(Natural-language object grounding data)
= = =
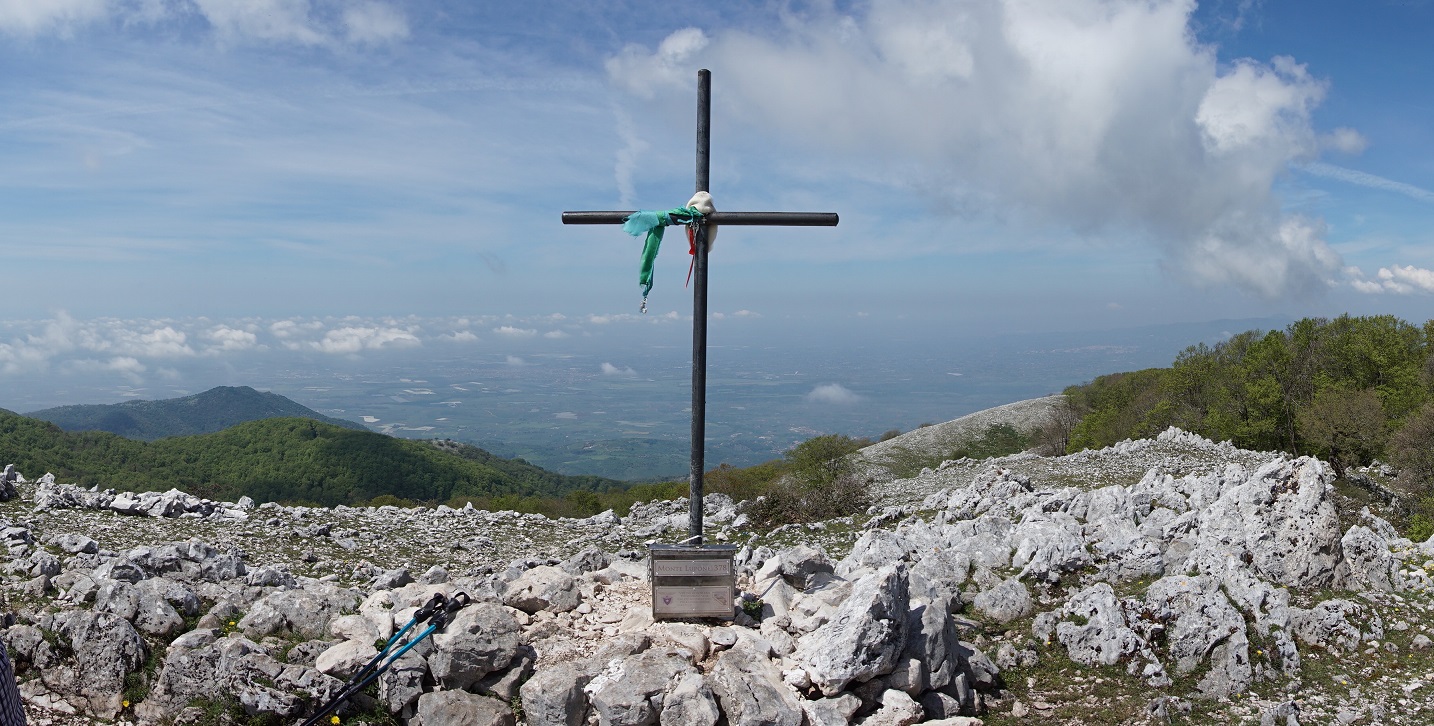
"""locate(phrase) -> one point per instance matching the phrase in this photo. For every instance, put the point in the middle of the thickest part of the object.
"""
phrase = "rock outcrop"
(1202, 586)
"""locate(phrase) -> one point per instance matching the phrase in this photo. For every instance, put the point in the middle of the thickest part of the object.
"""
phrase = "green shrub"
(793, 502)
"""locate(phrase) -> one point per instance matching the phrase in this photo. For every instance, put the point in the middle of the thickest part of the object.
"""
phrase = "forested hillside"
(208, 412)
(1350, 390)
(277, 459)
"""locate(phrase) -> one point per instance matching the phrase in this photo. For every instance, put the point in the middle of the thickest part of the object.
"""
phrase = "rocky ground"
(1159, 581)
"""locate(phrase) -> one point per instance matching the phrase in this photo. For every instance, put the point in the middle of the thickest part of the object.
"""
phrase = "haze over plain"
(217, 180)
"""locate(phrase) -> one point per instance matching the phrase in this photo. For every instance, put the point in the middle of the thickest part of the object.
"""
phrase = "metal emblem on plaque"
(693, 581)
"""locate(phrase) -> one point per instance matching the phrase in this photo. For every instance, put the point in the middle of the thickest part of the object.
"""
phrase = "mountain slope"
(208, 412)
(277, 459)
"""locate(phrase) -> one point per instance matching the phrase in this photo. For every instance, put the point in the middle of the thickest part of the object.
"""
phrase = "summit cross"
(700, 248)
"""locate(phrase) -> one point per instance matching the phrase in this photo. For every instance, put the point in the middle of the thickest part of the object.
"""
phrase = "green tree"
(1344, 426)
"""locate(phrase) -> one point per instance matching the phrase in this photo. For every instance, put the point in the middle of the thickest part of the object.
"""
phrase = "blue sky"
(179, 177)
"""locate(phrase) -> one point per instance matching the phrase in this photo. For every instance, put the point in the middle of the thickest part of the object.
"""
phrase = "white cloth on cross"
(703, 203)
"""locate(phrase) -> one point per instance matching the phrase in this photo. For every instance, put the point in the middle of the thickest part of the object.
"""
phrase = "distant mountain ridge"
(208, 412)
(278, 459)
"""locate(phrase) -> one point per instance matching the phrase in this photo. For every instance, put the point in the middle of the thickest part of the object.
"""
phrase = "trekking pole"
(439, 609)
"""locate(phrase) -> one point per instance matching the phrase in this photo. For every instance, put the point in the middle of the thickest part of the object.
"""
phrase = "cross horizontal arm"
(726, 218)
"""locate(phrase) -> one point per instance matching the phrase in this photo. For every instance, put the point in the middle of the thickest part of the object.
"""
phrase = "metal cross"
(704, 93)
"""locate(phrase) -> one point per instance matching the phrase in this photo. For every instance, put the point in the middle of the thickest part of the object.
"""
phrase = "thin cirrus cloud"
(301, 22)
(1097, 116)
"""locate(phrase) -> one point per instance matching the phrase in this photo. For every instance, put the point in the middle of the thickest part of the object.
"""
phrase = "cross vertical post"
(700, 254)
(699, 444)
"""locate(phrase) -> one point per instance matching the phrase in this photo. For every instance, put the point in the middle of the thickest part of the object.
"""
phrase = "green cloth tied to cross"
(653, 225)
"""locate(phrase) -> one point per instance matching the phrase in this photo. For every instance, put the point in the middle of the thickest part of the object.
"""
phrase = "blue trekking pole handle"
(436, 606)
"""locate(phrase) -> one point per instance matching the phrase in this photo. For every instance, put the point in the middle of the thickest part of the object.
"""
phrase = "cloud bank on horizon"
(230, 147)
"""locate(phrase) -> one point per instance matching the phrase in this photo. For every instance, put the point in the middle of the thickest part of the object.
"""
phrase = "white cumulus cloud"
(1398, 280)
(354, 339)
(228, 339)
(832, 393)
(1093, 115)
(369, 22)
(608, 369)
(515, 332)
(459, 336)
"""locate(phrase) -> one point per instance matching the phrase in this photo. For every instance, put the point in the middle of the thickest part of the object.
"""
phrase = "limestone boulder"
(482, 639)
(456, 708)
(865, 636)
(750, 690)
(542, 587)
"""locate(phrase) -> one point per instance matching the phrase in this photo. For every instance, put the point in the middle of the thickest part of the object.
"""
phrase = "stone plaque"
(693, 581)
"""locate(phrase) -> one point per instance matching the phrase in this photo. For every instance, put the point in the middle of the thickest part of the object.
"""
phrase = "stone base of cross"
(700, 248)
= = =
• **The problem**
Pictures aside, restate the entries word for word.

• **Worked solution**
"""locate(phrase) -> one point per instance matching the phrase in this photo. For every instance, put the point in the middle of the thickest part of the object.
"""
phrase = "rock outcrop"
(1202, 586)
"""locate(phrase) -> one point per instance matching the phrase in this photo. For every instance, put the point in the middle of the thickest part of the object.
"""
phrase = "green shrub"
(793, 502)
"""locate(phrase) -> one point per instance matching the phrase in this photo. For every instance, put the point in the middle of the thickest part of the object.
"""
phrase = "forested hillside"
(208, 412)
(1350, 390)
(277, 459)
"""locate(phrase) -> one point per instance matching the phrase in this photo. For every instance, put the point in the middle of the thickest part of the object.
"""
phrase = "rocky ground"
(1159, 581)
"""locate(phrase) -> one point per instance matching the phrase in this photo. For every instance, put the point in the middle of the thickest part of the object.
"""
phrase = "haze over plain"
(217, 180)
"""locate(phrase) -> one point per instance matching the phrase in this photo. For every instance, put the point in the middle of the thickest part of the object.
"""
phrase = "metal emblem on plaque"
(693, 581)
"""locate(phrase) -> one point per instance matching the phrase in this photo. For every instance, put the point in the middle of the thickest part of the object.
"""
phrase = "mountain slope"
(208, 412)
(277, 459)
"""locate(phrase) -> one point per instance matching the phrase in this photo. For every instance, put the point in the middle of the thickest part of the object.
"""
phrase = "summit cross"
(700, 248)
"""locate(phrase) -> one point per instance matching the phrase in this photo. For every instance, put the point in the middle of the thickest part of the object.
"""
phrase = "green tree"
(1344, 426)
"""locate(phrase) -> one point per instance matching the phrase in this photo. For every instance, put the point in the middle of the thickest part of the object.
"""
phrase = "blue sky"
(179, 177)
"""locate(phrase) -> one point per instance matching the phrase in this photo. For every instance, put the point in the middle of the thickest part of the object.
"""
phrase = "white cloth on cross"
(703, 203)
"""locate(phrase) -> one point per instance matching the phrase in this photo. For every instance, put the point in the middle of the thickest part of the object.
"""
phrase = "distant mountain ridge"
(208, 412)
(278, 459)
"""locate(phrase) -> one point per instance matching the phrase in this photo. For every instance, put the point in the middle of the thickest part of the object.
"""
phrase = "trekking pole"
(439, 609)
"""locate(phrase) -> one point per instance matching the phrase in this photo. For every instance, put the point in the middle of the thickest part of the object.
"""
phrase = "cross horizontal arm"
(726, 218)
"""locate(phrase) -> one point per instance matching the phrase in this photo. For every instance, put the point in the middle of the thickest part of the object.
"""
phrase = "metal cross"
(704, 93)
"""locate(phrase) -> one point per instance matching the phrase in this photo. For every instance, put the point in the middle of the thickest part of the object.
"""
phrase = "thin cirrus cloud"
(301, 22)
(1097, 116)
"""locate(phrase) -> one point per instance matching the phrase in this photo. For every instance, put the point in the middle of the thickest part of the object.
"""
phrase = "cross vertical post"
(700, 254)
(699, 444)
"""locate(phrase) -> one point per instance matching the phrase in this photo. For every instance, put the point in the middle of the thickest part of the object.
"""
phrase = "green cloth tied to cross"
(653, 225)
"""locate(phrase) -> one point per instance matching the phrase in this photo. For every instance, put the point in the middle of the thickest part of the object.
"""
phrase = "blue trekking pole handle"
(436, 606)
"""locate(phrase) -> one point per instance matching the phrase in this photo. For every instance, put the point in the middle of the thickest part of the object.
"""
phrase = "cloud bank on horizon"
(230, 147)
"""locate(phrase) -> one point per instance matching the phrase in this photo. For every instance, put the point in the middle of the thickest part of the object.
"""
phrase = "white cumulus cloud"
(1398, 280)
(354, 339)
(228, 339)
(832, 393)
(1093, 115)
(369, 22)
(608, 369)
(515, 332)
(459, 336)
"""locate(phrase) -> one point per instance matching the phrase in this photo. For every instance, put the point in the middle of the thickest part of the object.
"""
phrase = "limestone boulder"
(482, 639)
(456, 708)
(865, 636)
(750, 690)
(542, 587)
"""locate(phrase) -> one point per instance matching the phrase in this photo. For every instance, put the point in the middle of the thickest part of the object.
"""
phrase = "stone plaque"
(693, 581)
"""locate(phrase) -> one point per instance matching the phrase in this photo. For every instance, put the point in the middle of the thickest part of the object.
"""
phrase = "stone base of cross"
(700, 248)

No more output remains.